Selected extract >>
· · · · ·

From these studies, we determined that the important characteristics in determining the severity of conjunctival redness are blood vessel area, overall redness intensity, blood vessel area, vessel diameter, and tortuosity. Since correlating such a large number of features with a clinicians grade of an image would be cumbersome, our efforts have focussed on measuring various dimensions of redness.
Our defined area of concern for the grading of the images is the sclera on both sides of the iris and pupil. This area was chosen because it has been shown that practitioners base their rating of conjunctival hyperaemia (ocular redness) on overall coverage by vessels rather that the appearance of individual vessels [7].
In addition to grading the severity of conjunctival hyperaemia, we will attempt to automatically grade another feature of the eye, as we predict that some of the techniques used to grade conjunctival hyperaemia will be transferable to other clinical scales. Currently, candidates for the second feature include corneal neovascularization and papillary conjunctivitis.
Corneal neovascularization refers to "the formation and extension of vascular capillaries in and into previously unvascularized regions of the cornea" [9]. Since neovascularization also involves measuring the redness in an area of the eye, it is an ideal extension to our previous work. This would allow us to reuse our redness detection software, but require a revision to account for the different area of the eye that we will be examining.. However, since this new area of concern surrounds the iris, it will add the challenge of a variable background colour to our analysis.
Papillary conjunctivitis is the formation and enlargement of bumps or papillae on the eyelid [2,3]. Advanced cases of papillary conjunctivitis have large-diameter papillae, and the eyelid has a bright red/orange hue. Because of the differing diameter sizes of the papillae, the amount of light reflected and way in which it scatters will reflect the severity of the symptom.
Image processing plays an integral role in this project. However, determining the appropriate techniques to use was difficult for this application, since it was necessary to work with colour images. The image processing for this work was completed in MATLAB, using the built-in MATLAB image manipulation functions to read and write images in TIFF format.
The images used for this project were colour images in TIFF format, provided by the School of Optometry at the University of Waterloo. Figures 2 and 3 are examples of these images. These images were taken under controlled circumstances, ensuring that the size, resolution, formatting, centering, and illumination of the eye would be the relatively consistent across images. We could therefore assume certain properties of the images, listed below.

· · · · ·

Data supplied >>
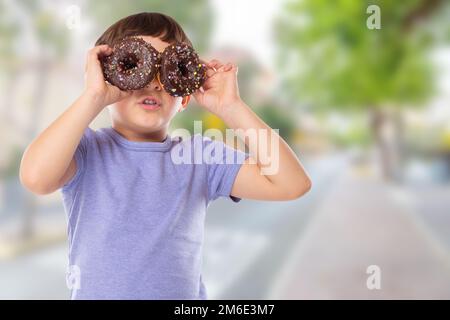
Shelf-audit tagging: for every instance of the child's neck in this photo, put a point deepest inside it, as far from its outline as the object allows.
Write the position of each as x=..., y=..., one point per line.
x=155, y=136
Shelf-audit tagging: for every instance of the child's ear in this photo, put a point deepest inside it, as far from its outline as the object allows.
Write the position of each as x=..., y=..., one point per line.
x=184, y=103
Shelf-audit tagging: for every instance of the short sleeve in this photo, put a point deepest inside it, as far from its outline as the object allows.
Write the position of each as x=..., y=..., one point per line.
x=223, y=163
x=80, y=156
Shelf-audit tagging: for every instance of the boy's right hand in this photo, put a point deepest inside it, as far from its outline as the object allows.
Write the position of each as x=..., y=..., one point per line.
x=95, y=85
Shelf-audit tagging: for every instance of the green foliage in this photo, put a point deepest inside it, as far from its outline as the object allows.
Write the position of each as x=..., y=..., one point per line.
x=278, y=118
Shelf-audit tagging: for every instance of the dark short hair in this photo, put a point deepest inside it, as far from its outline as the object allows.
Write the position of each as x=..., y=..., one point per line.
x=144, y=24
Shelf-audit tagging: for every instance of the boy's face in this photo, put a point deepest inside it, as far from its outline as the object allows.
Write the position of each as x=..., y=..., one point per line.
x=131, y=115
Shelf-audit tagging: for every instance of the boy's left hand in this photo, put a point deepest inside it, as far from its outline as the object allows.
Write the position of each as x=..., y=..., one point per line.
x=220, y=90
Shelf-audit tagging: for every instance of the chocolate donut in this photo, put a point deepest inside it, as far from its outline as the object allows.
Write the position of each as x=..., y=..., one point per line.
x=181, y=71
x=132, y=65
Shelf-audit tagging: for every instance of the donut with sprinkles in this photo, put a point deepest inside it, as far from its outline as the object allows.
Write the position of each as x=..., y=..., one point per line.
x=181, y=71
x=132, y=65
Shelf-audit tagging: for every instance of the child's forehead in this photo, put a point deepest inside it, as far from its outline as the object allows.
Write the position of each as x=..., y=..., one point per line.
x=157, y=43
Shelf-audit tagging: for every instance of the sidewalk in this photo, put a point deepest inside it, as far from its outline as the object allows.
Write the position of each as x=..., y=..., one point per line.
x=362, y=223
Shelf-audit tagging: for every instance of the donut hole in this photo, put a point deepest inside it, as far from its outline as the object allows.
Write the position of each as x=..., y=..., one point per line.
x=128, y=63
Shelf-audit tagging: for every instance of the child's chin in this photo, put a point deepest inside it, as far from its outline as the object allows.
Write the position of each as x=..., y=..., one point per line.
x=150, y=121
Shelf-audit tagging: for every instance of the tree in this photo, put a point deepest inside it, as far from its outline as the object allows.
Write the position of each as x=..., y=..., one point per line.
x=335, y=61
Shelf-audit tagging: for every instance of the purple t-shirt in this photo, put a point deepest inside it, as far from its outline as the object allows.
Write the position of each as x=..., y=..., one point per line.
x=136, y=214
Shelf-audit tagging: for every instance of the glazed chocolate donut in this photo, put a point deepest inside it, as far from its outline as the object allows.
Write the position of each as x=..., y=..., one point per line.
x=181, y=71
x=132, y=65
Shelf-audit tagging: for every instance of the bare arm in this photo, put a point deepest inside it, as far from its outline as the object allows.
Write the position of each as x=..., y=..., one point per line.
x=275, y=173
x=48, y=162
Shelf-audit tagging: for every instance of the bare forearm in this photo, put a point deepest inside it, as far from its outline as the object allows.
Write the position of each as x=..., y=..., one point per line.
x=274, y=157
x=49, y=155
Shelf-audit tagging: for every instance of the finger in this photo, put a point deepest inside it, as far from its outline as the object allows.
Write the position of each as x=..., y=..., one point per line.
x=228, y=67
x=210, y=72
x=96, y=52
x=216, y=64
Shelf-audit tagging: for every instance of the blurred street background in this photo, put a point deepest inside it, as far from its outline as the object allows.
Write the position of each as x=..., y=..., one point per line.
x=359, y=89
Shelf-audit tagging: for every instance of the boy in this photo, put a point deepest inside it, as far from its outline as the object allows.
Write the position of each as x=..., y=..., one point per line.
x=135, y=217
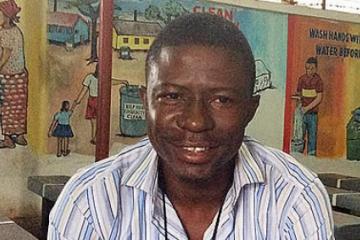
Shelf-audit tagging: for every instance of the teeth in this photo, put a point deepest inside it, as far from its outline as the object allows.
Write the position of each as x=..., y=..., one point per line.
x=196, y=149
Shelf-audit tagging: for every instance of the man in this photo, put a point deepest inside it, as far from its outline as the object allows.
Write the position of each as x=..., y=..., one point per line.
x=13, y=77
x=90, y=85
x=310, y=93
x=197, y=177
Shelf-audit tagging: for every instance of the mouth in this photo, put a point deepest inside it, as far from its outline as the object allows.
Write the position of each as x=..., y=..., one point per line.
x=196, y=149
x=195, y=154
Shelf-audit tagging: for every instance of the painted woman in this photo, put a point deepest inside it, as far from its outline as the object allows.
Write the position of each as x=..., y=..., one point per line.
x=13, y=77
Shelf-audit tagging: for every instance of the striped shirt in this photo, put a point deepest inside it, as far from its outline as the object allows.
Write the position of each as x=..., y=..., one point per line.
x=272, y=197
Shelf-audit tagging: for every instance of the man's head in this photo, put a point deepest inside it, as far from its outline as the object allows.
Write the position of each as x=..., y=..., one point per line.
x=311, y=66
x=200, y=76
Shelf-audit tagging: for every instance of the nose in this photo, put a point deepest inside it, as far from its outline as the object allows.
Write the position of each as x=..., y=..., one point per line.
x=196, y=117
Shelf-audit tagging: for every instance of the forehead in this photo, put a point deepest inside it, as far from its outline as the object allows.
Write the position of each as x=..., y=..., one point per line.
x=188, y=64
x=310, y=65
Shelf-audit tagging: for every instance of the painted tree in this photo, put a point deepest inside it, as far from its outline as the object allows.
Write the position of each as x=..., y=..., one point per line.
x=165, y=14
x=173, y=9
x=153, y=13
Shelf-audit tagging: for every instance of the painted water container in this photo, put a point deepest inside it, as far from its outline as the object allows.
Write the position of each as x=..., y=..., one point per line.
x=353, y=136
x=132, y=112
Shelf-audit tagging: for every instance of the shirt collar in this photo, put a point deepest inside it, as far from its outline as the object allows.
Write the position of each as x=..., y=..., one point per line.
x=144, y=175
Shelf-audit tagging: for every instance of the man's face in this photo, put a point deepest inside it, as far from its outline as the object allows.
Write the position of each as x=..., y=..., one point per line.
x=310, y=69
x=198, y=105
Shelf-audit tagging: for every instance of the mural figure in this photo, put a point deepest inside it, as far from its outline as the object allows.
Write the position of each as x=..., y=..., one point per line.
x=90, y=86
x=67, y=28
x=61, y=129
x=310, y=92
x=13, y=77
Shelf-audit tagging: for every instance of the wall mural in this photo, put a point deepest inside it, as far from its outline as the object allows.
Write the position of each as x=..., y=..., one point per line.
x=13, y=78
x=293, y=115
x=324, y=58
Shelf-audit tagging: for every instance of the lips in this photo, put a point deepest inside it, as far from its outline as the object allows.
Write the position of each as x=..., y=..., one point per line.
x=196, y=149
x=195, y=154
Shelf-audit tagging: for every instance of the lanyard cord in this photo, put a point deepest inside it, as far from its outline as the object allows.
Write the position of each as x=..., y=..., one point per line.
x=165, y=219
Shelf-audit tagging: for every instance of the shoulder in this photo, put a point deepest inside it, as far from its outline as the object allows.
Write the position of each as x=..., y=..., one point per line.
x=114, y=166
x=278, y=165
x=97, y=187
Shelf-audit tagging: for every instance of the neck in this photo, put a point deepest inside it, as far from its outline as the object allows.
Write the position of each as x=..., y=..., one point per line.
x=197, y=193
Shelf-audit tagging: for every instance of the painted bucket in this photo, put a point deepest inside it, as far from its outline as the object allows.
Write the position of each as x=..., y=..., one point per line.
x=132, y=112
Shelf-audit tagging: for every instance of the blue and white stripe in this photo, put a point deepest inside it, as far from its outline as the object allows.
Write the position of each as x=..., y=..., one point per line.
x=272, y=197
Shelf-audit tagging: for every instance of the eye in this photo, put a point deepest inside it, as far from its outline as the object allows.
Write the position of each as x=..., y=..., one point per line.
x=172, y=96
x=222, y=99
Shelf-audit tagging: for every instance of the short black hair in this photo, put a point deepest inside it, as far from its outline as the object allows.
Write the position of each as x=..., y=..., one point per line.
x=204, y=29
x=312, y=60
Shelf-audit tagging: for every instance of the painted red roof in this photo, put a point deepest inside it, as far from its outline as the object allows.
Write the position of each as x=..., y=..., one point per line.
x=63, y=19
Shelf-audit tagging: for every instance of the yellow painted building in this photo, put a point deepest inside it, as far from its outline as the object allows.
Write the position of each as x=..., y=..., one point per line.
x=136, y=35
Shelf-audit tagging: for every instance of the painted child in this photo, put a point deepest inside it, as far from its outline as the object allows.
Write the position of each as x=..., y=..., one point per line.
x=90, y=87
x=60, y=128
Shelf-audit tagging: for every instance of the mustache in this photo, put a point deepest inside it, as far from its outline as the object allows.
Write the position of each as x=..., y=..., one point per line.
x=198, y=139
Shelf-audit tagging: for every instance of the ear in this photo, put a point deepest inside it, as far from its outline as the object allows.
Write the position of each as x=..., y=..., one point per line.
x=252, y=107
x=143, y=96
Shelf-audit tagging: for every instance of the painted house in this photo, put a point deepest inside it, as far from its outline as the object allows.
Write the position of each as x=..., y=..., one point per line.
x=67, y=28
x=136, y=35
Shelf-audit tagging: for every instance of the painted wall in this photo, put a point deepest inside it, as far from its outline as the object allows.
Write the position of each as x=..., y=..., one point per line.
x=281, y=43
x=22, y=161
x=336, y=46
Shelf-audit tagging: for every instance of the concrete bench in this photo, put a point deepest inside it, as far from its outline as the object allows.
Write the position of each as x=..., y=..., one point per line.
x=340, y=181
x=347, y=227
x=49, y=189
x=9, y=230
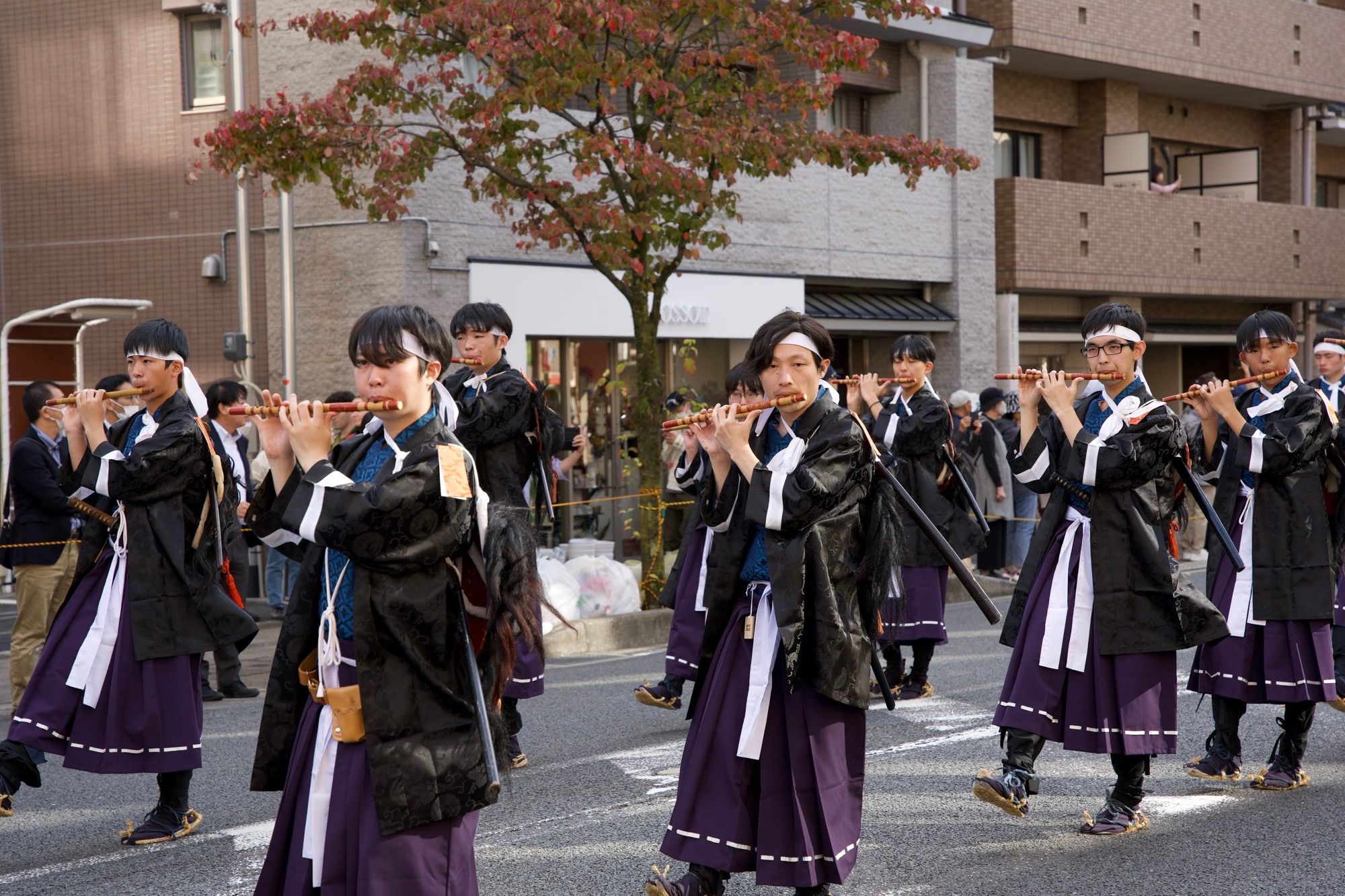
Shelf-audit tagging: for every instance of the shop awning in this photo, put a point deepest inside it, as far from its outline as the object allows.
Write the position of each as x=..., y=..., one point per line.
x=855, y=311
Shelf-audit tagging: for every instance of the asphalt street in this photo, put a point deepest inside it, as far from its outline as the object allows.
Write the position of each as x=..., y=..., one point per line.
x=588, y=814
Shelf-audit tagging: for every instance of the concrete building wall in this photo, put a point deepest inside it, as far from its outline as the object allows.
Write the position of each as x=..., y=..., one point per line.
x=95, y=196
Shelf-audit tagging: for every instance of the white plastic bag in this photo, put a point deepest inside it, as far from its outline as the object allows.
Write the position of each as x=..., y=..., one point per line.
x=563, y=592
x=606, y=587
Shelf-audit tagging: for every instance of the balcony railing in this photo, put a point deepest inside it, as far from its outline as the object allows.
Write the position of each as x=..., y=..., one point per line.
x=1284, y=48
x=1081, y=239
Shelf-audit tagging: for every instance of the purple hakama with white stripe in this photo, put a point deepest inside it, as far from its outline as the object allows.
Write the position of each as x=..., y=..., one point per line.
x=927, y=594
x=1286, y=661
x=1118, y=704
x=792, y=817
x=149, y=717
x=688, y=628
x=529, y=676
x=360, y=861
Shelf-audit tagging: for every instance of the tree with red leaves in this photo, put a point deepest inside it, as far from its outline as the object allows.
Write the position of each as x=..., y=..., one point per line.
x=617, y=128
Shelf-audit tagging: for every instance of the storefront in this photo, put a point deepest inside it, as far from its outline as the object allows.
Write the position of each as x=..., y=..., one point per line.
x=572, y=331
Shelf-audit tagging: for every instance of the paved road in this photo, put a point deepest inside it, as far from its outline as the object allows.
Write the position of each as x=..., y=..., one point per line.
x=586, y=818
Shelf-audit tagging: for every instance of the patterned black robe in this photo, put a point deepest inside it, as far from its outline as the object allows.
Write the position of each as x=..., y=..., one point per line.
x=1141, y=602
x=423, y=745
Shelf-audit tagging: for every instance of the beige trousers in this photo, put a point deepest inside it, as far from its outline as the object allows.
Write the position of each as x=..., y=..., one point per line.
x=40, y=591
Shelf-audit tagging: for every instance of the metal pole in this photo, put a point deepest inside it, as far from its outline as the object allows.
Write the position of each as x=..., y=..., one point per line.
x=287, y=288
x=237, y=103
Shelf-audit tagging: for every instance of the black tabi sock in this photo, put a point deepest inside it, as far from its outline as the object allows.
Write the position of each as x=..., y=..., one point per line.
x=923, y=653
x=1130, y=778
x=17, y=767
x=174, y=788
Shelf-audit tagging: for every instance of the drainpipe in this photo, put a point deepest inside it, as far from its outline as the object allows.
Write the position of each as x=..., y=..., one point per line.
x=918, y=52
x=287, y=288
x=236, y=77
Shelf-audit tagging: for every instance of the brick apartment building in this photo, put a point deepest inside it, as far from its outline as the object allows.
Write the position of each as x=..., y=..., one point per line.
x=1199, y=79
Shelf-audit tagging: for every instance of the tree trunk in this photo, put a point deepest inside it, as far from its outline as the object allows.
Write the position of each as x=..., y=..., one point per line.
x=648, y=415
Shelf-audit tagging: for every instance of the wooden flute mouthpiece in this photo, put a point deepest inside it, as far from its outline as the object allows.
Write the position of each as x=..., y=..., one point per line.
x=1245, y=381
x=118, y=393
x=687, y=423
x=337, y=407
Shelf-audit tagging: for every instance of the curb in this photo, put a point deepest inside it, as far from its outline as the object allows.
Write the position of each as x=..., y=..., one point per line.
x=610, y=634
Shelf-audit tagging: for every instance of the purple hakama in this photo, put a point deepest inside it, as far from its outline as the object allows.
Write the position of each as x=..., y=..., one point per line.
x=1286, y=661
x=688, y=628
x=529, y=676
x=360, y=861
x=792, y=817
x=1118, y=704
x=149, y=717
x=927, y=592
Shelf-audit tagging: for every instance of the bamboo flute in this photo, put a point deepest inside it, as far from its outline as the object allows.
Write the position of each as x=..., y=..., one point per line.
x=1245, y=381
x=687, y=423
x=1038, y=376
x=337, y=407
x=118, y=393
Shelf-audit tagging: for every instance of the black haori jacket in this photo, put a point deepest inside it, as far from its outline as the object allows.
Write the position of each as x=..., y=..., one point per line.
x=917, y=443
x=1293, y=560
x=174, y=594
x=424, y=749
x=691, y=475
x=1141, y=603
x=814, y=555
x=494, y=427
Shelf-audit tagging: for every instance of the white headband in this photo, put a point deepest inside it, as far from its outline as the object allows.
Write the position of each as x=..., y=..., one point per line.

· · · · ·

Exercise tasks >>
• 1. Please sum up the text on grading eye redness in three sentences.
• 2. Repeat the text on grading eye redness from "Corneal neovascularization refers" up to and including "to our analysis.".
• 3. Go on with the text on grading eye redness from the point where it stops.

Answers by item number >>
• 1. The text focuses on measuring redness in the sclera on both sides of the iris and pupil, since practitioners rate conjunctival hyperaemia by overall vessel coverage rather than by individual vessels. It also plans to grade a second eye feature automatically, with corneal neovascularization and papillary conjunctivitis as candidates, because some of the techniques may transfer to other clinical scales. The image processing was done in MATLAB on colour TIFF images from the School of Optometry at the University of Waterloo, which were taken under controlled circumstances.

• 2.
Corneal neovascularization refers to "the formation and extension of vascular capillaries in and into previously unvascularized regions of the cornea" [9]. Since neovascularization also involves measuring the redness in an area of the eye, it is an ideal extension to our previous work. This would allow us to reuse our redness detection software, but require a revision to account for the different area of the eye that we will be examining.. However, since this new area of concern surrounds the iris, it will add the challenge of a variable background colour to our analysis.

• 3.
Table 2: Assumed properties of the images
| Property | Value |
| Format | All ocular images will be in TIFF format |
| Location of pupil | All ocular images will be centered on pupil |
| Illumination | All ocular images will be taken under the same illumination |
| Size | All ocular images will be the same size and resolution |
Note that these were not rigid assumptions; we merely used them as guides in developing the software. Whenever possible, the system was designed to operate under conditions that were not as ideal as presented above. For example, the images presented to us were not consistent as to whether the left or right eye was shown. To simplify the initial stage of our work, the images which represented a patients left eye were flipped to ensure that all eyes appeared as if they were the patients right eye. However, the final software will be able to analyse images of either eye.
The general approach we took to solve this problem was to split it up into three independent sections. The first section involved isolating the region to be measured, the second involved taking a redness measure of the region, and the third involved determining an appropriate grade for the image based on the redness measure, given knowledge of how an expert would grade the images.
The details of the methods used in solving these tasks is given in the results section of this report. The basic approach to testing and training can be discussed here: we were provided with 32 images, each of which had two associated grades provided by experts. We used one image as a test image, while the system was trained on the remaining 31 images. This was repeated 32 times, each time using a different image as the control. The grade assigned to the test image in each trial was stored, and when all images had an appropriate grade, the results were compared to those provided by the experts.
There were two development environments under consideration at the start of the project - the xvip toolkit developed at UW for image processing, and MATLAB, a commercially available science/engineering package. The advantages of xvip were that it had some filters already built-in, and it was free. However, it also had many disadvantages: it was not expandable, it was only available in the Apprentice Lab on the UW campus, and the interface to adding new functionality was in C.
MATLAB addressed all of those problems. It already had a large image processing toolkit that shipped with the software, it could run on PCs and UNIX, and the language it used was a C-like language that captured the basic abilities of C without the need for memory allocation, video initialization, and other time-consuming tasks.
We ended up using MATLAB, although the image processing kit was eschewed. It was indeed very powerful, but there was also a steep learning curve that did not justify the extra functionality the toolkit offered.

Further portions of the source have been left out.